• [What the task asks]
Write out all the items below again, substituting "object" for every occurrence of "instance" and leaving everything else unchanged. Omit the pictures.

Items in a dataset:
-*-*-
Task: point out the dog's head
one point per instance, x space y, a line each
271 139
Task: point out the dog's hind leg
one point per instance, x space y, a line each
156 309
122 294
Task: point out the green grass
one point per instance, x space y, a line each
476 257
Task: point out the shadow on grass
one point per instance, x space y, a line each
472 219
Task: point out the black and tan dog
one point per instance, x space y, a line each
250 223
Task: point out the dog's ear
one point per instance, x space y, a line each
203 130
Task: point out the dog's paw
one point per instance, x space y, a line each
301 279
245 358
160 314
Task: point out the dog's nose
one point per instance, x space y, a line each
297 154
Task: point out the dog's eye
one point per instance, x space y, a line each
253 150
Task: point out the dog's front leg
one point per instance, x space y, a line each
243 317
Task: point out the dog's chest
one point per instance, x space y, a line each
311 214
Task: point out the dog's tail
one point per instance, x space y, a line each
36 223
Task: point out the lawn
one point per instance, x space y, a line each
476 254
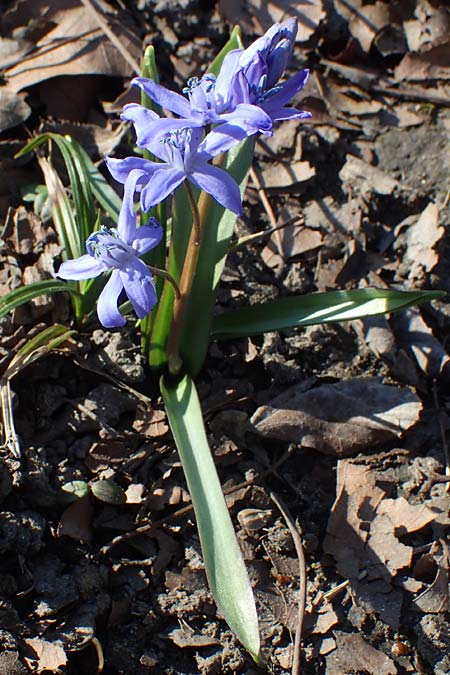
-*-*-
• [Worked solution]
Task: point out the dog's head
one point per object, x space y, a line each
271 139
Task: point out the dog's hind leg
one point per object, x space y, a line each
156 309
122 294
Task: point out the green grass
one point per object, x space y, a line each
476 257
Task: point out the shadow on grass
one point per object, x space y, a line each
472 219
Task: point out the black and tan dog
one point per object, x space y, a line each
250 223
Task: point out the dog's ear
one point per object, x space y, a line each
203 130
Task: point out the dog's paw
one point per object, x space y, a line each
301 279
245 358
160 314
Task: point out the dog's nose
one point per object, x space y, a line each
297 154
Task: point out the dog's eye
one point per object, x space y, a line each
253 150
Task: point out the dog's front leg
one point per object, x space y, a line each
243 317
Task: point out the dog's chest
one point per object, x space y, a line each
311 214
Task: point out the dog's tail
one point per object, x space y, a line each
36 223
Task: point out the lawn
one point per object, x space y, a line each
476 254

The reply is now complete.